→ **Estratto del documento**

>>>

III. Se tale interpretazione è vera o almeno credibile, ne emerge un quadro allo stesso tempo inquietante e stimolante. Stimolante poiché apre spazi di opportunità, di innovazione e di libertà rispetto ai modi attraverso cui affrontare il tema del bisogno. Inquietante perché mostra in trasparenza il dominio di un meccanismo sociale pervasivo che tende sistematicamente a trasformare la problematicità di ogni bisogno genuino in risposte preconfezionate che hanno sempre la forma di beni economici, siano essi beni materiali o servizi. A torto o a ragione, una certa prospettiva dell’economia è qui protagonista, poiché cattura e riduce la complessità dei bisogni trasformandoli in un gioco di domanda ed offerta: per l’economista ortodosso infatti, poiché vi è disaccordo tra produttori e consumatori sul chi abbia bisogno di cosa, il riferimento alla domanda è sufficiente. L’’idea di bisogno si riduce allora ad una preferenza condivisa fra molti individui e imposta come tale all’attenzione di chi governa e di chi produce. Secondo il ragionamento economico i beni e i servizi, purché disponibili, sono appunto i mezzi di cui l’uomo si serve per soddisfare questi bisogni.
Questo tipo di ragionamento certamente riconosce che ogni uomo ha differenti bisogni che non a caso sono acutamente e puntualmente classificati secondo categorie apprezzabili anche dal senso comune: ecco infatti contrapposti ai bisogni primari (che rispondono alle necessita fisiologiche e fisiche fondamentali) quelli secondari e relativi, collegati all’evoluzione economica, sociale, tecnologica e politica raggiunta da una società. Ecco descritti i bisogni individuali e quelli collettivi, quelli presenti e quelli futuri, quelli ricorrenti e quelli occasionali.
Il rifiuto di riflettere sulla natura del bisogno porta però a far coincidere la soluzione inventata (il bene o il servizio) con il bisogno stesso; da un lato dunque la risposta viene fatta coincidere con il bisogno e, dall’altro, lo trasforma in un desiderio che si può soddisfare attraverso una scelta all’interno di un mercato. A questa rinuncia corrisponde, all’altro estremo, il lavoro di legioni di esperti e professionisti il cui lavoro consiste esattamente nel costruire, legittimare e diagnosticare “bisogni” sempre nuovi.
Questa duplice pressione, offrendo soluzioni preconfezionate, rischia nei fatti di depotenziare e spogliare le persone delle loro competenze e riduce l’insieme delle soluzioni percorribili a quelle rese possibili attraverso l’acquisto di beni o la fruizione di servizi. Minaccia inoltre di distruggere i beni comuni e collettivi delegittimando la loro capacità diretta ed indiretta di rispondere ai bisogni umani.
IV. In questo contesto può essere collocata la battaglia tra quanti inducono ed alimentano “nuovi bisogni” sostenuti dalle dinamiche professionali e giustificati dal punto di vista economico dal feticcio della crescita, attraverso beni e servizi sempre nuovi (siano essi pubblici o privati) e quanti tentano al contrario di liberare se stessi e gli altri dalla tirannia di un siffatto “bisogno” evocando il mito della decrescita felice attraverso modifiche comportamentali, cognitive e comunitarie. E proprio in questo territorio controverso che si possono trovare le soluzioni per affrontare la crisi del welfare ed affrontare con spirito nuovo la programmazione e gestione dei servizi alla persona; per questo serve uscire dalla trappola che consiste nel leggere il problema dei bisogni in chiave ideologica, interpretandolo come un compito tecnico e senza coglierne la drammatica complessità.
Proprio a partire dalla accettazione di questa complessità potranno essere inventate soluzioni alternative e potranno essere trovate le risorse necessarie per, da un lato, mettere a punto e costruire processi attivanti, capaci di potenziare le capacità umane e l’autonomia, e, dall’altro, per disegnare infrastrutture attivanti che possano favorire la generazione di capitale sociale, mettendo a valor comune il grande patrimonio rappresentato dai beni comuni e collettivi.

<<<

→ **Consegna**
Puoi estrarre dal testo sul bisogno tutto ciò che va da "IV. In questo" giù fino a "la drammatica complessità."? Le voci riportate qui non sono necessarie.

→ **Estratti di dati**
>>>

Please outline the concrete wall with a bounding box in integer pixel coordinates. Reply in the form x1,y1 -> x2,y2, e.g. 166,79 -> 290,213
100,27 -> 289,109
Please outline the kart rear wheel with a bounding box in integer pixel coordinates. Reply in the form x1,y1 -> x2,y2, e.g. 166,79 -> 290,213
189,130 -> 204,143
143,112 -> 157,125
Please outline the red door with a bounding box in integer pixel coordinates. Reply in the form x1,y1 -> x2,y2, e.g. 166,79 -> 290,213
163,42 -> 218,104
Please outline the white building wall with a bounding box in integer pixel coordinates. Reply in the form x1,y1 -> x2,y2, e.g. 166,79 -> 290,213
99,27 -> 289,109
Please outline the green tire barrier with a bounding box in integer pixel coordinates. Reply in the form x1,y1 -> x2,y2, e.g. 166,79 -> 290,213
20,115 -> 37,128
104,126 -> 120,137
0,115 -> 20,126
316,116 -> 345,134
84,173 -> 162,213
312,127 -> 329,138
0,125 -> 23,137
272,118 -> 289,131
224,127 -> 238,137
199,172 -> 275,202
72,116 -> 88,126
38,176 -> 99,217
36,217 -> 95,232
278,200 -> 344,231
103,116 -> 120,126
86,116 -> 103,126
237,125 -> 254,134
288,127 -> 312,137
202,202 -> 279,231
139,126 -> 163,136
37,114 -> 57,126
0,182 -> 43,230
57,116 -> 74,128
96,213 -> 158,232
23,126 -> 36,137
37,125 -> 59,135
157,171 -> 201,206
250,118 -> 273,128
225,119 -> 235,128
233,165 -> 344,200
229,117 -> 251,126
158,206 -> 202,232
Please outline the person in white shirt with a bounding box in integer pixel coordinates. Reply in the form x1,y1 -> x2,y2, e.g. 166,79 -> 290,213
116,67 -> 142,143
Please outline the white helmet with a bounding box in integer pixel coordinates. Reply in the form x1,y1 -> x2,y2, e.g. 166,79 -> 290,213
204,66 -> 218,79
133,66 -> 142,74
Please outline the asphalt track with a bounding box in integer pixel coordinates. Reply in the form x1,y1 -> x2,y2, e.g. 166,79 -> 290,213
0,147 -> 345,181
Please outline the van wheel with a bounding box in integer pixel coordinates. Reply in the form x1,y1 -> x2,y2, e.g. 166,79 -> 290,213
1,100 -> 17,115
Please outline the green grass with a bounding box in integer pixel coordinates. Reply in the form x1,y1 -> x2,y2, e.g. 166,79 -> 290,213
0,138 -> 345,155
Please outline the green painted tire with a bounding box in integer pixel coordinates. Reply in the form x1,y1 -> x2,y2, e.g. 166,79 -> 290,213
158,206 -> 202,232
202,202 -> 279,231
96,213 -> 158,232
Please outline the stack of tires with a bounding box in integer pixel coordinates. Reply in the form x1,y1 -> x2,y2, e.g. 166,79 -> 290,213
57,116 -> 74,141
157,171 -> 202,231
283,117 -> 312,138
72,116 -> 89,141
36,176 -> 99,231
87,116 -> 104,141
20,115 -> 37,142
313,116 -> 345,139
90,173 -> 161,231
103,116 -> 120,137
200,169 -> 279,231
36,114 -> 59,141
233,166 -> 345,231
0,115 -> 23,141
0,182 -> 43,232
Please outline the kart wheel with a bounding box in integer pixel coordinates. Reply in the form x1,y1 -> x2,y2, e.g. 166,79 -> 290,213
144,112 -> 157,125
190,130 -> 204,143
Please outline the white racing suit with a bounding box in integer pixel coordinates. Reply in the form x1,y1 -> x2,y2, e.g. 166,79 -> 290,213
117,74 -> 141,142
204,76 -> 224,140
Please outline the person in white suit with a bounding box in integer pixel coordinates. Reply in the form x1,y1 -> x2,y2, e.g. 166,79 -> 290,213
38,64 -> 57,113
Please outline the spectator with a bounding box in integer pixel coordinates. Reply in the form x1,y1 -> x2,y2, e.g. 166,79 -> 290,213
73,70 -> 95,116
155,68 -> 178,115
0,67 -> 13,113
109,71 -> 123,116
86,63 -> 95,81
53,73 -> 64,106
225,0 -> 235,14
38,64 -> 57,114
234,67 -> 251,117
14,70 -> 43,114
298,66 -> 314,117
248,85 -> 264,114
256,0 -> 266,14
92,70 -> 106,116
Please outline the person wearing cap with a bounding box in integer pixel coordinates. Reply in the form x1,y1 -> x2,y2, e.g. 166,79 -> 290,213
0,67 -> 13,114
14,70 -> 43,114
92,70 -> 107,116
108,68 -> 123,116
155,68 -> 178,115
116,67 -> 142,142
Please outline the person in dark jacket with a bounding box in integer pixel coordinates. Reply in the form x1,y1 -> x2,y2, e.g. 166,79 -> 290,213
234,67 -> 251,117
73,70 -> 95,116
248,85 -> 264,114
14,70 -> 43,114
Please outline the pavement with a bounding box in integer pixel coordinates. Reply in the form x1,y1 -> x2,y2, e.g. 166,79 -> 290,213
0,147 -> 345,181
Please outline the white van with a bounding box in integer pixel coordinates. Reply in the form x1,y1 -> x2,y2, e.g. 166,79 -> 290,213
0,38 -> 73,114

<<<

→ **Esercizio svolto**
IV. In questo contesto può essere collocata la battaglia tra quanti inducono ed alimentano “nuovi bisogni” sostenuti dalle dinamiche professionali e giustificati dal punto di vista economico dal feticcio della crescita, attraverso beni e servizi sempre nuovi (siano essi pubblici o privati) e quanti tentano al contrario di liberare se stessi e gli altri dalla tirannia di un siffatto “bisogno” evocando il mito della decrescita felice attraverso modifiche comportamentali, cognitive e comunitarie. E proprio in questo territorio controverso che si possono trovare le soluzioni per affrontare la crisi del welfare ed affrontare con spirito nuovo la programmazione e gestione dei servizi alla persona; per questo serve uscire dalla trappola che consiste nel leggere il problema dei bisogni in chiave ideologica, interpretandolo come un compito tecnico e senza coglierne la drammatica complessità.